== Segment start ==

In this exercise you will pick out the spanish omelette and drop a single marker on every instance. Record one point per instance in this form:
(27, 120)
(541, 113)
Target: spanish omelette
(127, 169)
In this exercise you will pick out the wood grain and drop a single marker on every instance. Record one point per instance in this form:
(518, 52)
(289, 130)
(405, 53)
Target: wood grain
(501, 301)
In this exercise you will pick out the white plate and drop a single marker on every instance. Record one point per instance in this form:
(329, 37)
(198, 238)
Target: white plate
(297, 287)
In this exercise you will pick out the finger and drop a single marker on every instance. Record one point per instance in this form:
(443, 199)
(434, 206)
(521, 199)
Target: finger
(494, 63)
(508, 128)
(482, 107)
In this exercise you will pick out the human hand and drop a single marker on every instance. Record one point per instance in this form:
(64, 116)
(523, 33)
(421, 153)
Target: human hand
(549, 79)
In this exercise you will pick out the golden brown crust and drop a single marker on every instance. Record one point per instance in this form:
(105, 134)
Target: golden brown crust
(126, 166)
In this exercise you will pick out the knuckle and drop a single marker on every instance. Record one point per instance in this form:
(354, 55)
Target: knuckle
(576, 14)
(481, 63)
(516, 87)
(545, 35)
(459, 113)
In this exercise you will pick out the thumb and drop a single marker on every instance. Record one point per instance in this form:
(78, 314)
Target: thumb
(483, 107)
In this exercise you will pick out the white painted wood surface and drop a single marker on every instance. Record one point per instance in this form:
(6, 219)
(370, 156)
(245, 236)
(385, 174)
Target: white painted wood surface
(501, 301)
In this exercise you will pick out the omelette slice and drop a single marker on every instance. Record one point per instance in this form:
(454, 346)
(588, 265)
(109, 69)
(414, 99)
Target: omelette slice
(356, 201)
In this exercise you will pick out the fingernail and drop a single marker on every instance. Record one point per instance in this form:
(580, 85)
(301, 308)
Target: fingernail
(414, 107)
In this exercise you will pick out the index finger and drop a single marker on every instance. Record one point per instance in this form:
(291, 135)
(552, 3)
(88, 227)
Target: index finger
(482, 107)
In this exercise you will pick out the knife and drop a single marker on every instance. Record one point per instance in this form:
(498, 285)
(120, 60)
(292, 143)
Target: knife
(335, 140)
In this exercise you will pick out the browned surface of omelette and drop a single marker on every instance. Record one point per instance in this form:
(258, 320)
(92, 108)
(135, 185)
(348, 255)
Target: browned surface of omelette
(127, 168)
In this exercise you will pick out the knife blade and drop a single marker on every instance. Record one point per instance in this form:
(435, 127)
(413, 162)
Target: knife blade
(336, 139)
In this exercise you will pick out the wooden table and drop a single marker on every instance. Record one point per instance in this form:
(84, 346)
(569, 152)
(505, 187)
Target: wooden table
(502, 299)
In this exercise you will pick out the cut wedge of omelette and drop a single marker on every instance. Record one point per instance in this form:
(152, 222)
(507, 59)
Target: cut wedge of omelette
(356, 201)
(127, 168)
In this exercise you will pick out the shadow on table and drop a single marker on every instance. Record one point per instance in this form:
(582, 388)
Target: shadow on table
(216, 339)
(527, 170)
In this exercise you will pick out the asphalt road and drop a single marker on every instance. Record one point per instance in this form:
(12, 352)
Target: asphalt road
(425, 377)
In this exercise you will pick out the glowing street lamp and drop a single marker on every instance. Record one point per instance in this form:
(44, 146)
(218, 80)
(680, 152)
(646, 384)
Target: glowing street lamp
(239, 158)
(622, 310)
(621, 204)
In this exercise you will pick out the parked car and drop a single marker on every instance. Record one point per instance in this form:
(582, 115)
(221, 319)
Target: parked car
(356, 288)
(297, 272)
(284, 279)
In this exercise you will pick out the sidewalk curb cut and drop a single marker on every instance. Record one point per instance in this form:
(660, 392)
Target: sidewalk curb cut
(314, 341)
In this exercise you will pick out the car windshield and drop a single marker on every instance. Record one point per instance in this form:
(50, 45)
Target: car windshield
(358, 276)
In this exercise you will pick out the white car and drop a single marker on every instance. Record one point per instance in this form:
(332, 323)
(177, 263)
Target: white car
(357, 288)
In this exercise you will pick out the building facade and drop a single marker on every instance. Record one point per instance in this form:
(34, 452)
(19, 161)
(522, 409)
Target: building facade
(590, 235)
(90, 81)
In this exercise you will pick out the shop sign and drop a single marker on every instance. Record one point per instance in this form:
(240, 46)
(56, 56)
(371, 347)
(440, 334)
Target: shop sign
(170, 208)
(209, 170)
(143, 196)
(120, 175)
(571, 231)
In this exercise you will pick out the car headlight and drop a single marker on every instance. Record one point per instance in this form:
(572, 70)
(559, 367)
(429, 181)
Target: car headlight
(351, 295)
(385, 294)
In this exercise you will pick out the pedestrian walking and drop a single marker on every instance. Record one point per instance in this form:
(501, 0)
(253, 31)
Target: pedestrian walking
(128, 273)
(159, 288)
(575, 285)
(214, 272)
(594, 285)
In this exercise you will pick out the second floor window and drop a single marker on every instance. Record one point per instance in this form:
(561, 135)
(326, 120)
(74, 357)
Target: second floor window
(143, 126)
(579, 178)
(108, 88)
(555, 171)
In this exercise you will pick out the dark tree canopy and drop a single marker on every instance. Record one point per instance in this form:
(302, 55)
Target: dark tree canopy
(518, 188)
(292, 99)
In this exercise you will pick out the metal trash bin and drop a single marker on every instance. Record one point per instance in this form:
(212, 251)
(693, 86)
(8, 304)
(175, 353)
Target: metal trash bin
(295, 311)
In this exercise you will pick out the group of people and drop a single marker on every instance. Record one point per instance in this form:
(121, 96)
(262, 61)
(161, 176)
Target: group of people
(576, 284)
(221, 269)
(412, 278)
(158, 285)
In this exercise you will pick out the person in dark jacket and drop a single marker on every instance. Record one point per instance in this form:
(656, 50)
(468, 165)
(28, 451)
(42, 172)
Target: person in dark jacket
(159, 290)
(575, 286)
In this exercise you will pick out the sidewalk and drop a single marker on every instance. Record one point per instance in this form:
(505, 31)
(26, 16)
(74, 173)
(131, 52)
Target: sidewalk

== Segment end ==

> **The problem**
All lines from the line containing "Target: metal trash bin" through the end of the listing above are to be duplicated exactly; include both ends and nothing further.

> **Written answer**
Target: metal trash bin
(295, 311)
In this exercise you will pick out the group of people and drop a single marker on every instance. Record one point per instance in this form:
(121, 96)
(262, 61)
(161, 176)
Target: group of people
(576, 284)
(221, 269)
(412, 278)
(158, 285)
In this exercise you will pick out the person in dark jacket and drop a single marker on every instance. Record one point per instance in this form:
(656, 50)
(468, 165)
(28, 451)
(42, 172)
Target: person in dark jacket
(159, 290)
(575, 286)
In this exercise you will pick out the sidewalk and drop a single marker on every instance. Record one point per instance in this form:
(505, 31)
(26, 16)
(74, 173)
(131, 52)
Target: sidewalk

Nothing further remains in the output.